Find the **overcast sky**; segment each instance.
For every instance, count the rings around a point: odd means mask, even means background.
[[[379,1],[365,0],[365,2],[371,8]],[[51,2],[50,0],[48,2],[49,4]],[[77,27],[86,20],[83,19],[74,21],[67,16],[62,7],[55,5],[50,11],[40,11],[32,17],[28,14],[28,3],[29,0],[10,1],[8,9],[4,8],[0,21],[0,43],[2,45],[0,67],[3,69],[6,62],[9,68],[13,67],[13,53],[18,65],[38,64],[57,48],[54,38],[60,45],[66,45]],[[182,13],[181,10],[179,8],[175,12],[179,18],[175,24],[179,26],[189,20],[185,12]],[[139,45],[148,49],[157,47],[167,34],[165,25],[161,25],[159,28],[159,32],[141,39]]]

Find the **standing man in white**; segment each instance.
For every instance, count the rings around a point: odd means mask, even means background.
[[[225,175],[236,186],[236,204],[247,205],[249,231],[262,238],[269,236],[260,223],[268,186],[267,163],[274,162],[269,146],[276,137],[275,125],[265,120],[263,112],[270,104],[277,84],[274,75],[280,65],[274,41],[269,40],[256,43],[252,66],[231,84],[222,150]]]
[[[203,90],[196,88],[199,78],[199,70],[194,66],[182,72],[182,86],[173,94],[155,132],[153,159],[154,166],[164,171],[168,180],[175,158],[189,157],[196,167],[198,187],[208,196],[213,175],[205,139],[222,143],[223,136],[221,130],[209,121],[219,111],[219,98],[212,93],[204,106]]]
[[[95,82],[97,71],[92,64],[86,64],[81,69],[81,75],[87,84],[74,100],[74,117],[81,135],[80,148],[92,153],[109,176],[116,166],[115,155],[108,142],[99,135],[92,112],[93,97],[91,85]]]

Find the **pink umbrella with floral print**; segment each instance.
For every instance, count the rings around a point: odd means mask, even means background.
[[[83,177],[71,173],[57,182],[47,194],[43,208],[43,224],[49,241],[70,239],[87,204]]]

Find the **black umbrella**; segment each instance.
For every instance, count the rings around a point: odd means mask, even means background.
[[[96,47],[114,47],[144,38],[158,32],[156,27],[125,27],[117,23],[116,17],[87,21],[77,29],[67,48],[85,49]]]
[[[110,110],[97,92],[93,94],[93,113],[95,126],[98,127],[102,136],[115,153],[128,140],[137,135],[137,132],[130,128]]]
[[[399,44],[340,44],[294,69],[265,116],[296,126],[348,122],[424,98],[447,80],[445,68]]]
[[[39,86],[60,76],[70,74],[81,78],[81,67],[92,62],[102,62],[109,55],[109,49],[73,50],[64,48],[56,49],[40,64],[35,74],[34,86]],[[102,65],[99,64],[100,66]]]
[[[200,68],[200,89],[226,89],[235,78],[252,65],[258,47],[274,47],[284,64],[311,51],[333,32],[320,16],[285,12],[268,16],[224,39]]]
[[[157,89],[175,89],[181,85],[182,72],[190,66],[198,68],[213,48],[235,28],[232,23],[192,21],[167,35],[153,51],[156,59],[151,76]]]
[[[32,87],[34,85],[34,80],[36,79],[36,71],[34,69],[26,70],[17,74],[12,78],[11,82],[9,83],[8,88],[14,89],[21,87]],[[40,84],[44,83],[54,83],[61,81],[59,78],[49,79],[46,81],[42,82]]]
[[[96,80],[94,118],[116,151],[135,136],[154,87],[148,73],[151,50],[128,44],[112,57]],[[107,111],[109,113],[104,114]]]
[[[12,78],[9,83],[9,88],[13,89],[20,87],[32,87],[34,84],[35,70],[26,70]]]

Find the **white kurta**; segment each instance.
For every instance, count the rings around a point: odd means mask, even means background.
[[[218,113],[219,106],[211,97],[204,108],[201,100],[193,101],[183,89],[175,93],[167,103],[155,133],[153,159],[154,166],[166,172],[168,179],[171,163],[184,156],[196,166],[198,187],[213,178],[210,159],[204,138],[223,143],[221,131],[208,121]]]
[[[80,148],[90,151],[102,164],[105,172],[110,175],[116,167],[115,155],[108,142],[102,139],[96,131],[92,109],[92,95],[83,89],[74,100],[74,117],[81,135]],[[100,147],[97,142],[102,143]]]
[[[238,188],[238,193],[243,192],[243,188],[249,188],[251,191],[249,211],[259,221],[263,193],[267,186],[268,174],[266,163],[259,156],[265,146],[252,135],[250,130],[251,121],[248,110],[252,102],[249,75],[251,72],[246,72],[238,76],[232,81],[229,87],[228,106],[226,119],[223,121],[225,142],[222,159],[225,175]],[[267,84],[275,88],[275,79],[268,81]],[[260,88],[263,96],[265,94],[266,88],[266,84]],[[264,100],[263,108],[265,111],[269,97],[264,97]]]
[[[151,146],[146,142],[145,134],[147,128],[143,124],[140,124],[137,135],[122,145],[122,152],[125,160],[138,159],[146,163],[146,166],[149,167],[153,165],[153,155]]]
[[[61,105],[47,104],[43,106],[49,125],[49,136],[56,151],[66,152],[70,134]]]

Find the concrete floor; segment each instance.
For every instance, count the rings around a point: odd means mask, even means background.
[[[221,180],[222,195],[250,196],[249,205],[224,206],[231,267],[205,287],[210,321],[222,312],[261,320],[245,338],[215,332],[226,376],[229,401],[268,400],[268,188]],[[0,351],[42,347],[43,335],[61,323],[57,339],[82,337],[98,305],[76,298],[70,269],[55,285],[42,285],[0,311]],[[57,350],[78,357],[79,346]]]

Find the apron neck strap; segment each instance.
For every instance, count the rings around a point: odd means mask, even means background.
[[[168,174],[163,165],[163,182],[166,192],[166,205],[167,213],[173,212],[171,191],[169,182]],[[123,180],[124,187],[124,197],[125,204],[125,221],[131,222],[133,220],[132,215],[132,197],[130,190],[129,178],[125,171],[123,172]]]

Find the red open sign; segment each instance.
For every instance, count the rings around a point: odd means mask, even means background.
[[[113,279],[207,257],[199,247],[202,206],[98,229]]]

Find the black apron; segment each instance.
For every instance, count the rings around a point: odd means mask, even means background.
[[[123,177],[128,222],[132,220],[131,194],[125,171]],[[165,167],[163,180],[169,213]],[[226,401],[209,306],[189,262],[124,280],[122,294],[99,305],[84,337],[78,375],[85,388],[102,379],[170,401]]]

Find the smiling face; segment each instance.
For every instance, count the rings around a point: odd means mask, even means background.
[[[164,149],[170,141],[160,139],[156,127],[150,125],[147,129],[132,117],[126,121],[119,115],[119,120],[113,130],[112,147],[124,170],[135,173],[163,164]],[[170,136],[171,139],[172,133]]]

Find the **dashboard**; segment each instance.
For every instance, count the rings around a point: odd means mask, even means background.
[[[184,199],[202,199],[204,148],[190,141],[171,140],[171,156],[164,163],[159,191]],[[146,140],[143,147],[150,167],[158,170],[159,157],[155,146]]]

Task statement:
From the line that contains "Find the black apron; segment each instance." down to the last line of the listing above, repeat each line exactly, and include nothing else.

Final result:
Find the black apron; segment each instance.
For every instance, count the rings around a point: odd means mask, even means background.
[[[123,177],[128,222],[132,220],[131,194],[125,171]],[[165,167],[163,180],[169,213]],[[226,401],[209,306],[189,262],[124,280],[122,294],[99,305],[84,337],[78,375],[85,388],[102,379],[170,401]]]

Find the smiling face; segment each instance.
For every instance, count the rings around a point: odd means mask, even means background.
[[[164,149],[170,141],[160,139],[156,127],[150,125],[147,129],[132,117],[126,121],[119,115],[119,120],[113,130],[112,147],[124,170],[135,173],[163,164]],[[170,136],[171,139],[172,133]]]

Find the **dashboard**; segment each instance.
For every instance, count the rings around a point: odd means mask, even means background.
[[[184,199],[202,199],[204,148],[190,141],[171,140],[171,156],[164,163],[159,191]],[[146,140],[143,147],[150,167],[158,170],[159,157],[155,146]]]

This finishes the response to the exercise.